Return the lines below, character for character, from the first one up to and including the line that contains "x=725, y=614".

— Start Available records —

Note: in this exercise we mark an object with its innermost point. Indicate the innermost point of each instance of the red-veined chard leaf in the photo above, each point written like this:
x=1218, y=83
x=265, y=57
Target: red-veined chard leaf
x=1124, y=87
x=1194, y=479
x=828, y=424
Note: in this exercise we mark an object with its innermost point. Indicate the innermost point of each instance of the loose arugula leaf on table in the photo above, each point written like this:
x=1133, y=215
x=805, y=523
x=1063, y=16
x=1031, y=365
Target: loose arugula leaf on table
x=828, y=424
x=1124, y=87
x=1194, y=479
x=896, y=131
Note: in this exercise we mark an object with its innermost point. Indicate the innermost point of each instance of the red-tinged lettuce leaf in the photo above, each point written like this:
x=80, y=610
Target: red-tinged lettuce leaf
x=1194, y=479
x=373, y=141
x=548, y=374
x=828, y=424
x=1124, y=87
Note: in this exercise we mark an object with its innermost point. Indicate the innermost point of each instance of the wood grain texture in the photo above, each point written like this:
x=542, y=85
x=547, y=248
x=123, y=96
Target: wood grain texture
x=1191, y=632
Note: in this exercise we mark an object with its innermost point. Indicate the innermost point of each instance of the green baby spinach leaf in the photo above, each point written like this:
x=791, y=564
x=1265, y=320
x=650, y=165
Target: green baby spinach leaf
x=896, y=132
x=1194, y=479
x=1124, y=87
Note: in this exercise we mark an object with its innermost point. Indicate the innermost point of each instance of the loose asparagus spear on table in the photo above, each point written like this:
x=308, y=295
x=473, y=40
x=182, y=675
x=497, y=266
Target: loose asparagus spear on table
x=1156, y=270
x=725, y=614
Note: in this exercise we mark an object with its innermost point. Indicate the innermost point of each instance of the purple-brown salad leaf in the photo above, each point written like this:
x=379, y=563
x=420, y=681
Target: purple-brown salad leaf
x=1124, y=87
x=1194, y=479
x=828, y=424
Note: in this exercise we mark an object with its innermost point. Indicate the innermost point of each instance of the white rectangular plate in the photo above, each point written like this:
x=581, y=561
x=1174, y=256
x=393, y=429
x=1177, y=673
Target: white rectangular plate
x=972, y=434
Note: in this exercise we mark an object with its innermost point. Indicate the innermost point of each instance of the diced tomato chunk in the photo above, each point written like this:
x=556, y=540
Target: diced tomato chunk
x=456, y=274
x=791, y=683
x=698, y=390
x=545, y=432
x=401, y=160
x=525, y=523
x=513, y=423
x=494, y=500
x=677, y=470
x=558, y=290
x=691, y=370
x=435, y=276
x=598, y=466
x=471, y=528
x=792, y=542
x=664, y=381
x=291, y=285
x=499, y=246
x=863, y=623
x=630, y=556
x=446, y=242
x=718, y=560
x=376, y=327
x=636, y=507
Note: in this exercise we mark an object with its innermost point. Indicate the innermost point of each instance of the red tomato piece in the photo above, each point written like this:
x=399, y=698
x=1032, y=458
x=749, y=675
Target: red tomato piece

— End Available records —

**Task result:**
Note: in this exercise we mark an object with its innermost point. Indicate the innermost point of each instance of the red-veined chard leaf in the photo above, each point written like this:
x=1218, y=83
x=265, y=57
Target: red-veined chard leaf
x=1124, y=87
x=1194, y=479
x=828, y=424
Note: in this exercise we mark an object with its innermost point. Indicate the innermost point of each instance of the loose arugula leaf on table in the photo above, each point written like this:
x=1133, y=215
x=805, y=523
x=1063, y=16
x=1031, y=365
Target: loose arugula leaf on table
x=828, y=424
x=1124, y=87
x=1194, y=479
x=896, y=131
Note: in this exercise we mark an object with its innermost point. Indicate the innermost point of each instance of the red-tinged lettuce leaf in the photo above, each point written like this:
x=80, y=610
Target: red-tinged lettuce leaf
x=1194, y=479
x=373, y=141
x=548, y=374
x=828, y=424
x=1124, y=87
Note: in this exercise we mark an object with its innermost point. Indicate the innermost point of each instance of the wood grain texture in the photo above, each point written like this:
x=542, y=85
x=547, y=248
x=123, y=96
Target: wood grain texture
x=1191, y=632
Note: in this exercise we mark an object with its innermost point. Indicate the innermost point of each instance of the green baby spinach leaf in the photo above, each point written like this:
x=791, y=564
x=1265, y=320
x=650, y=165
Target: green baby spinach leaf
x=896, y=132
x=1194, y=479
x=1124, y=87
Note: in this exercise we mark an object with its innermost point. Indicate the innermost point of each instance of the loose asparagus spear on table in the photo above, each point written like this:
x=308, y=295
x=473, y=40
x=182, y=675
x=497, y=266
Target: loose asparagus spear on table
x=1156, y=270
x=725, y=614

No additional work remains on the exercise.